§ **Text excerpt**
The lawsuit came hours after the justice received an indictment of Brazil’s former president, who is an ally of President Trump.
President Trump’s media company sued a Brazilian Supreme Court justice on Wednesday, accusing him of illegally censoring right-wing voices on social media.
The unusual move was made all the more extraordinary by its timing: Just hours earlier, the Brazilian justice had received an indictment that would force him to decide whether to order the arrest of Jair Bolsonaro, the former Brazilian president and an ally of Mr. Trump. The justice is overseeing multiple criminal investigations into Mr. Bolsonaro.
The Trump Media & Technology Group — which is majority owned by Mr. Trump and runs his Truth Social site — sued the Brazilian justice, Alexandre de Moraes, in U.S. federal court in Tampa, Fla., on Wednesday morning. Joining as a plaintiff was Rumble, a Florida-based video platform that, like Truth Social, pitches itself as a home for free speech.
The lawsuit appeared to represent an astonishing effort by Mr. Trump to pressure a foreign judge as he weighed the fate of a fellow right-wing leader who, like him, was indicted on charges that he tried to overturn his election loss.
Mr. Bolsonaro had explicitly called on Mr. Trump to take action against Justice Moraes in an interview with The New York Times last month. At the time, it was not clear how Mr. Trump might be able to influence Brazil’s domestic politics.
Mr. Bolsonaro was indicted on charges Tuesday that he plotted to hold on to power after he lost Brazil’s 2022 election, including by participating in plans to assassinate Justice Moraes. The indictment said that Mr. Bolsonaro effectively approved the plot and that military agents had begun tracking the movements of the judge.
Mr. Bolsonaro has denied the accusations, saying that he peacefully transferred power and had no knowledge of any assassination plot.
Trump Media and Rumble accused Justice Moraes of censoring political discourse in the United States by ordering Rumble last week to remove the account of a prominent supporter of Mr. Bolsonaro. That person is a Brazilian who has sought political asylum in Florida after Justice Moraes ordered his arrest on accusations that he spread misinformation and threatened judges.
The companies argued that the order against Rumble is “extraterritorial censorship” that illegally restricts their “ability to deliver First-Amendment protected content” in the United States. Mr. Trump’s company has not been subject to Justice Moraes’s orders, but it argued in the lawsuit that it relied on Rumble’s technology and therefore could be harmed if Rumble’s operations were affected.
Justice Moraes has argued that his actions are necessary to protect Brazil from the anti-democratic acts of Mr. Bolsonaro and his supporters. His spokeswoman said that Justice Moraes did not have immediate comment.

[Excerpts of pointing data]

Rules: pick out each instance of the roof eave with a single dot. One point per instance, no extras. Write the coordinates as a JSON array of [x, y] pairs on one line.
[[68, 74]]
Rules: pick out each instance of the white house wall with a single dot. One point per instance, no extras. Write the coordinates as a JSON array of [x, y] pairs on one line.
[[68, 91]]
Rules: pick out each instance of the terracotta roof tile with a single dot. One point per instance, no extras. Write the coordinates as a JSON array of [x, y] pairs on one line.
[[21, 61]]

§ **Task to carry out**
Copy the part of the article on Trump Media's lawsuit against a Brazilian justice that opens with the words containing "The unusual move" and closes with "into Mr. Bolsonaro.", renaming "unusual move" as "surprising step".

§ **Finished answer**
The surprising step was made all the more extraordinary by its timing: Just hours earlier, the Brazilian justice had received an indictment that would force him to decide whether to order the arrest of Jair Bolsonaro, the former Brazilian president and an ally of Mr. Trump. The justice is overseeing multiple criminal investigations into Mr. Bolsonaro.